**The task:** From the material below, pull out every line that contains the string "stripe". Letter case matters.

**Exercise material:**

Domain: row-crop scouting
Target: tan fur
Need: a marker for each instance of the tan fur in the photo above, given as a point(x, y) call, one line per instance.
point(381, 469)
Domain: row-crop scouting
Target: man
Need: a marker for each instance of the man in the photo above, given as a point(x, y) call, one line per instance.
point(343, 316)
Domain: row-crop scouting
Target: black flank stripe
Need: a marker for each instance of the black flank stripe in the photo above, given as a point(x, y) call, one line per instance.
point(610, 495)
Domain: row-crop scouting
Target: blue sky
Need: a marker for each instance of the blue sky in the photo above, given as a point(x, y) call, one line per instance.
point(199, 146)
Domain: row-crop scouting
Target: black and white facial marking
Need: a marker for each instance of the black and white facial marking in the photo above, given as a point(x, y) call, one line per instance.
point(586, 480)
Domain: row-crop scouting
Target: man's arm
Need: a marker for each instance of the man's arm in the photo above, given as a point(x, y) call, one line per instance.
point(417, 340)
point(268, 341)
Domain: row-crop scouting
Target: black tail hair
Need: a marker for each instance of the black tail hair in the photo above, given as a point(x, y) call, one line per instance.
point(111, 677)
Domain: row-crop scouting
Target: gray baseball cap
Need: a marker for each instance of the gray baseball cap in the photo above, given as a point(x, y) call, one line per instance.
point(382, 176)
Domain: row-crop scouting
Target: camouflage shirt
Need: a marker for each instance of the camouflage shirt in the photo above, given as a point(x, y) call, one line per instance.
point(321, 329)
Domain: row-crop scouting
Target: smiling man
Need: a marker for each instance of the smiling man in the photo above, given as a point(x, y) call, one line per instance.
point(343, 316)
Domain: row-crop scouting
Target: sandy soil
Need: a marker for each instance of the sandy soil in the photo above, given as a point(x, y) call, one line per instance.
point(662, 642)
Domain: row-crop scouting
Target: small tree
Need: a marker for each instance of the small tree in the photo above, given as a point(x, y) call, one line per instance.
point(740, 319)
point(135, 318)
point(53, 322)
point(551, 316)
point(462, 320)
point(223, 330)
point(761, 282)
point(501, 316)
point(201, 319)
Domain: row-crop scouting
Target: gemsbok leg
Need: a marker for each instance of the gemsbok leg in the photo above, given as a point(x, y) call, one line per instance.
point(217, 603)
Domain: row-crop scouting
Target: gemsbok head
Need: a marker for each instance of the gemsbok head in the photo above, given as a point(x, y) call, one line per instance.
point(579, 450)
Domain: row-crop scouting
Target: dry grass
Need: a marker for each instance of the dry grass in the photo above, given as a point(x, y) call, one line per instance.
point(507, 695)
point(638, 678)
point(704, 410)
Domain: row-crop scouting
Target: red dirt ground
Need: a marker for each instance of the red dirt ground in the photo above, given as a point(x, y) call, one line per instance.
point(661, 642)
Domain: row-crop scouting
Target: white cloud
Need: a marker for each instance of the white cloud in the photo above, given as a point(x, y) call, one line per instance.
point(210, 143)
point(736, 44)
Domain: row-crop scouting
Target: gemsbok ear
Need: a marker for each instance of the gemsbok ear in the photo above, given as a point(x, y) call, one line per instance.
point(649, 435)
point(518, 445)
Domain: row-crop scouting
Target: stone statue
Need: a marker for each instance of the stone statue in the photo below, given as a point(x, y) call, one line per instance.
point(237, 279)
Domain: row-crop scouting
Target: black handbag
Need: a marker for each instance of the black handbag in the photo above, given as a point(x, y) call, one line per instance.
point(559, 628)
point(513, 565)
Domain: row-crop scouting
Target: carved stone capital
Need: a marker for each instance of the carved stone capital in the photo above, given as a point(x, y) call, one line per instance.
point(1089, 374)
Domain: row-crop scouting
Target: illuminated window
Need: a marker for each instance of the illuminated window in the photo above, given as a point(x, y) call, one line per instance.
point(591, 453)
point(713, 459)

**Result:**
Target: black flank stripe
Need: a marker for each instance of the black flank stripe in the photo above, given as a point(x, y) call, one line per instance.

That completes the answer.